Dataset entries
============================================================

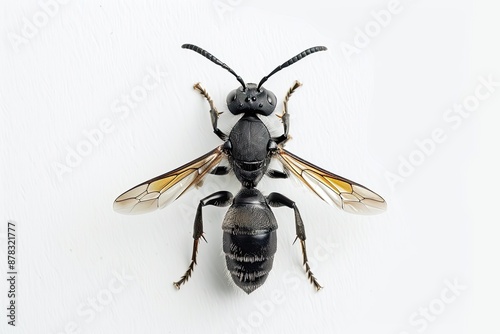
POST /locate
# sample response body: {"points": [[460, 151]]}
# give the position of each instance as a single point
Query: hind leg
{"points": [[277, 200], [220, 199]]}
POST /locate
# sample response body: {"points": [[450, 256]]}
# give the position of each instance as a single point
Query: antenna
{"points": [[291, 61], [212, 58]]}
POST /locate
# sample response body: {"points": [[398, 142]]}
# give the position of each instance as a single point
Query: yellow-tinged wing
{"points": [[166, 188], [333, 189]]}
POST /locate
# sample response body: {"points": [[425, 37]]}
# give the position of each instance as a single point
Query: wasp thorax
{"points": [[250, 99]]}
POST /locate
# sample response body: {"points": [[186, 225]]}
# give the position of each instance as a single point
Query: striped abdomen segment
{"points": [[249, 257]]}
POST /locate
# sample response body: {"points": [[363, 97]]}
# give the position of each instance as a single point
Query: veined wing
{"points": [[166, 188], [333, 189]]}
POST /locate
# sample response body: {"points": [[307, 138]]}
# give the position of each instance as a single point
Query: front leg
{"points": [[214, 114], [285, 116]]}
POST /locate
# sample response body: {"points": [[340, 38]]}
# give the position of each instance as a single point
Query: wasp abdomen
{"points": [[249, 257]]}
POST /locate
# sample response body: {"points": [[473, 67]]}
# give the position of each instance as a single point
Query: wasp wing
{"points": [[166, 188], [333, 189]]}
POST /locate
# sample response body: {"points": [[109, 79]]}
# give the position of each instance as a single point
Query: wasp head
{"points": [[251, 99]]}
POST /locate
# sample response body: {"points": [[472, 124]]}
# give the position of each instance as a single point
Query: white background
{"points": [[82, 268]]}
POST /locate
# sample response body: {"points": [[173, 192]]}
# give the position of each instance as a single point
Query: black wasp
{"points": [[249, 226]]}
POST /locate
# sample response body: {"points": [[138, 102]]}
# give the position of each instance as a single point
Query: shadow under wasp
{"points": [[249, 226]]}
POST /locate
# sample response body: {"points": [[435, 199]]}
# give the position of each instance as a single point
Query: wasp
{"points": [[249, 225]]}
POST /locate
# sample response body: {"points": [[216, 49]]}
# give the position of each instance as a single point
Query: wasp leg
{"points": [[214, 114], [285, 116], [220, 199], [277, 200], [221, 170], [276, 174]]}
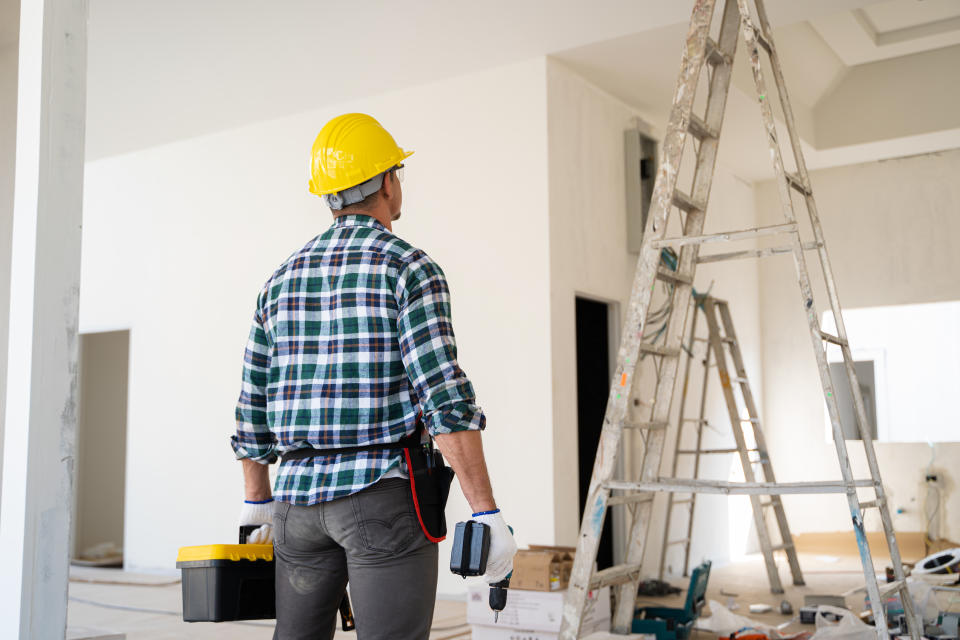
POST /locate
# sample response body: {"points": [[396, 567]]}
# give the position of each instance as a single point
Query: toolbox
{"points": [[224, 582]]}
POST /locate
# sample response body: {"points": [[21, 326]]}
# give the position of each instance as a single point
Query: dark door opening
{"points": [[593, 386]]}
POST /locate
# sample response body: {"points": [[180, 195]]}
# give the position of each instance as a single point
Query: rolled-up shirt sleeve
{"points": [[253, 438], [429, 350]]}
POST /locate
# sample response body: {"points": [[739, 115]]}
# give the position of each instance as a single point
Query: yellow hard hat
{"points": [[349, 150]]}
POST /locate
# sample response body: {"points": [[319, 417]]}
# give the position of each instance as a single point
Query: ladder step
{"points": [[630, 498], [833, 339], [685, 202], [617, 574], [713, 55], [763, 41], [674, 276], [690, 485], [746, 234], [659, 351], [706, 451], [890, 587], [700, 129], [797, 183], [872, 504], [649, 426], [755, 253]]}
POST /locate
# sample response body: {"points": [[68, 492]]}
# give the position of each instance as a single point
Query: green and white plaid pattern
{"points": [[351, 340]]}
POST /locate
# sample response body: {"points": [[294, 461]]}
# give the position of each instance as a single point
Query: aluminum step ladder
{"points": [[716, 55], [722, 348]]}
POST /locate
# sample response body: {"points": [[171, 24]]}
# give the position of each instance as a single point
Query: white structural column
{"points": [[38, 448]]}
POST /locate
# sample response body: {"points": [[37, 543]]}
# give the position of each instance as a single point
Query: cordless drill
{"points": [[471, 545]]}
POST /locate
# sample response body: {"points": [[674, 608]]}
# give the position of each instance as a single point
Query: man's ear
{"points": [[388, 185]]}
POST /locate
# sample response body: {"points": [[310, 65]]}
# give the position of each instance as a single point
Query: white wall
{"points": [[891, 229], [588, 256], [179, 238], [8, 144]]}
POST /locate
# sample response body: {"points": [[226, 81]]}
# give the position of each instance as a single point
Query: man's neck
{"points": [[379, 214]]}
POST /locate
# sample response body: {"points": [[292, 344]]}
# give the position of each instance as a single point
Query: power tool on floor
{"points": [[471, 545]]}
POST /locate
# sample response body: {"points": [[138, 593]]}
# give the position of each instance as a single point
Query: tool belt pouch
{"points": [[430, 480]]}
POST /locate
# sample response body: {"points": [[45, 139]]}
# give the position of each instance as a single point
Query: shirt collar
{"points": [[358, 220]]}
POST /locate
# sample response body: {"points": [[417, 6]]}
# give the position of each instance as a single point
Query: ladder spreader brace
{"points": [[716, 56]]}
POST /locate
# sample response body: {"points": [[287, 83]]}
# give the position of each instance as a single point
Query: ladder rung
{"points": [[834, 339], [890, 587], [706, 451], [674, 276], [630, 498], [872, 504], [797, 183], [745, 234], [690, 485], [685, 202], [700, 129], [617, 574], [659, 351], [713, 55], [649, 426], [755, 253], [763, 41]]}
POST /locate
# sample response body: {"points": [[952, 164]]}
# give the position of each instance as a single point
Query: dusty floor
{"points": [[94, 603]]}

============================================================

▶ _Goal of the exercise_
Set the records down again word for word; the pictures stay out.

▶ _Expected answer_
POST /locate
# sample response body: {"points": [[460, 151]]}
# give the position of each instance as a single point
Query: hind leg
{"points": [[277, 200], [220, 199]]}
POST /locate
# sample response body: {"points": [[450, 256]]}
# give the position of each instance as a single point
Query: antenna
{"points": [[291, 61], [212, 58]]}
POST /locate
# sample response body: {"points": [[398, 142]]}
# give the position of each instance as a single point
Query: yellow-tinged wing
{"points": [[166, 188], [333, 189]]}
POST /locate
# sample response body: {"points": [[425, 37]]}
# give the position of each instance as a single point
Query: wasp thorax
{"points": [[250, 99]]}
POST /locate
# sample response body: {"points": [[186, 225]]}
# give the position of each instance as a single point
Query: striped abdomen segment
{"points": [[249, 257]]}
POST /locate
# sample response body: {"points": [[363, 97]]}
# give the position of each instance as a single point
Query: veined wing
{"points": [[166, 188], [333, 189]]}
POST /locate
# sample response body: {"points": [[307, 138]]}
# give the position of each instance as a single point
Query: front leg
{"points": [[214, 114], [285, 116]]}
POST /locate
# sample response body: {"points": [[340, 38]]}
# give the position of each instance as a single point
Query: wasp abdomen
{"points": [[249, 257]]}
POST /locate
# sample response body: {"points": [[473, 67]]}
# give the position of each instance as a single point
Query: wasp wing
{"points": [[166, 188], [333, 189]]}
POST /locate
# sample response body: {"points": [[109, 79]]}
# give the position of each instance as a single point
Query: wasp head
{"points": [[251, 99]]}
POST /locate
# sample response body: {"points": [[472, 124]]}
# give the position of each instance as a single point
Query: white background
{"points": [[82, 268]]}
POST /locate
# sample response body: {"points": [[173, 192]]}
# give the position of each instance as a single point
Query: black wasp
{"points": [[249, 226]]}
POST /locate
# sample response body: {"points": [[138, 102]]}
# give the position of each instance as a single point
Query: shadow under wasp
{"points": [[249, 226]]}
POST /locate
# sample response body: {"points": [[435, 199]]}
# give the position of each instance as a single point
Query: wasp
{"points": [[249, 225]]}
POST /locate
# sample response body: {"points": [[216, 49]]}
# give the position of each instance as a single point
Query: wasp leg
{"points": [[214, 114], [285, 116], [220, 199], [277, 200], [221, 170], [276, 174]]}
POST /locate
# sample response body: {"points": [[396, 567]]}
# give the position of each instance as a single point
Query: toolbox
{"points": [[224, 582]]}
POST /locate
# sample response body: {"points": [[21, 326]]}
# give the position of each instance as a single point
Query: dark door opening
{"points": [[593, 386]]}
POST /locate
# sample response body: {"points": [[180, 195]]}
# give the position of each instance as a single point
Query: rolled-up shirt sleeve
{"points": [[253, 438], [429, 350]]}
POST /locate
# sample response body: {"points": [[739, 115]]}
# give the position of each instance as a single point
Query: yellow hard hat
{"points": [[349, 150]]}
POST /locate
# sample response body: {"points": [[319, 417]]}
# give the position of each instance as a single point
Query: ladder step
{"points": [[630, 498], [833, 339], [685, 202], [617, 574], [713, 55], [763, 41], [674, 276], [690, 485], [746, 234], [659, 351], [706, 451], [890, 587], [700, 129], [797, 183], [872, 504], [649, 426], [755, 253]]}
POST /locate
# sample response body: {"points": [[68, 492]]}
# give the position of each instance as a single point
Query: green and white plaid pattern
{"points": [[351, 340]]}
POST /locate
# sample response body: {"points": [[294, 461]]}
# give the position of each instance as a single point
Query: aluminum step ladder
{"points": [[716, 55], [722, 348]]}
POST /locate
# sample response body: {"points": [[171, 24]]}
# give the position of each instance as a single point
Query: white structural column
{"points": [[38, 448]]}
POST /locate
# sample response body: {"points": [[37, 543]]}
# give the position of each instance as a single point
Query: cordless drill
{"points": [[471, 545]]}
POST /locate
# sample response body: {"points": [[674, 608]]}
# give the position of each instance as a single point
Query: man's ear
{"points": [[388, 185]]}
POST /locate
# sample response body: {"points": [[310, 65]]}
# give the position of each instance as a single point
Query: white wall
{"points": [[891, 229], [588, 256], [179, 238], [8, 144]]}
POST /locate
# sample response body: {"points": [[226, 81]]}
# give the position of each instance as a single point
Query: man's neck
{"points": [[379, 214]]}
POST /locate
# sample response body: {"points": [[292, 344]]}
# give the position of each instance as a single point
Query: power tool on floor
{"points": [[471, 545]]}
POST /locate
# sample response body: {"points": [[138, 593]]}
# give the position of each instance as a single point
Query: tool belt pouch
{"points": [[430, 480]]}
POST /locate
# sample response body: {"points": [[45, 139]]}
# give the position of each instance as a single point
Query: shirt collar
{"points": [[358, 220]]}
POST /locate
# sample response body: {"points": [[417, 6]]}
# give the position of each instance as a single point
Query: ladder spreader brace
{"points": [[716, 56]]}
POST /locate
# sample response body: {"points": [[287, 83]]}
# give the position of each instance as a single point
Query: ladder rung
{"points": [[834, 339], [890, 587], [706, 451], [674, 276], [630, 498], [872, 504], [797, 183], [745, 234], [690, 485], [685, 202], [700, 129], [617, 574], [659, 351], [713, 55], [649, 426], [755, 253], [763, 41]]}
POST /locate
# sample response body: {"points": [[952, 164]]}
# give the position of each instance as a single point
Query: dusty floor
{"points": [[94, 603]]}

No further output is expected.